EXTRACT ▸
┏━━

Manjoo is much like the Tobacco Institute or the people they used to send around to show us film strips about “Readi Kilowatt” back during the Cold War. They are individuals who have developed a cottage industry as debunkers and denialists. And in a society famed for Know Nothings an anti-intellectualism, of course an opportunist like Manjoo would come forward.

Award-winning journalists are ignored or called conspiracy theorists. Ph.D.s are denounced by the droves. Sound familiar? Yes, that’s the sound of jackboots marching. The attack on the credentialed academy and the deference to the fly-by-night propagandist is a typical authoritarian model. What next? The youth corps tossing the truly credentialed down the stairs and out the windows at the colleges?

Why is Manjoo important? Because he serves the interests of W. Bush and Karl Rove and those who have perfected the art of “benign operations.” Why not go with a real expert – Kevin Phillips, the architect of the modern Republican Party, Nixon’s key strategist and creator of the “southern strategy.” He calls the Bush family “four generations of war profiteers” and stated that the Bush family couldn’t hold an election without a CIA manual.

We should think of Manjoo much like we think of Holocaust deniers. If you can find any REAL credentials he has, please let me know and I’ll post them.

┗━━

MATERIAL SHOWN ▸

┏━━

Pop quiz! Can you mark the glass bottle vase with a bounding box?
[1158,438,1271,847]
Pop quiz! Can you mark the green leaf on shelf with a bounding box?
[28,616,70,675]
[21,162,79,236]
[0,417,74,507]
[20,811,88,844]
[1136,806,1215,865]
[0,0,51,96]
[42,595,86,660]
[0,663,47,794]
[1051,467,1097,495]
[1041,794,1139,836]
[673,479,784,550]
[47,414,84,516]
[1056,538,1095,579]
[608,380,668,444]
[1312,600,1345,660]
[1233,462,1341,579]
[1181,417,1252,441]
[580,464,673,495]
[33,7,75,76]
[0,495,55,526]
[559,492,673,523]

┗━━

TASK LIST ▸
a: Reproduce the portion of the Manjoo commentary between "Award-winning journalists are" and "a CIA manual.", inclusive.
b: Find every line of the listing that contains the word "quiz" and copy each one out in full. Case counts.

SOLUTIONS BY TASK ▸
a:
Award-winning journalists are ignored or called conspiracy theorists. Ph.D.s are denounced by the droves. Sound familiar? Yes, that’s the sound of jackboots marching. The attack on the credentialed academy and the deference to the fly-by-night propagandist is a typical authoritarian model. What next? The youth corps tossing the truly credentialed down the stairs and out the windows at the colleges?

Why is Manjoo important? Because he serves the interests of W. Bush and Karl Rove and those who have perfected the art of “benign operations.” Why not go with a real expert – Kevin Phillips, the architect of the modern Republican Party, Nixon’s key strategist and creator of the “southern strategy.” He calls the Bush family “four generations of war profiteers” and stated that the Bush family couldn’t hold an election without a CIA manual.

b:
Pop quiz! Can you mark the glass bottle vase with a bounding box?
Pop quiz! Can you mark the green leaf on shelf with a bounding box?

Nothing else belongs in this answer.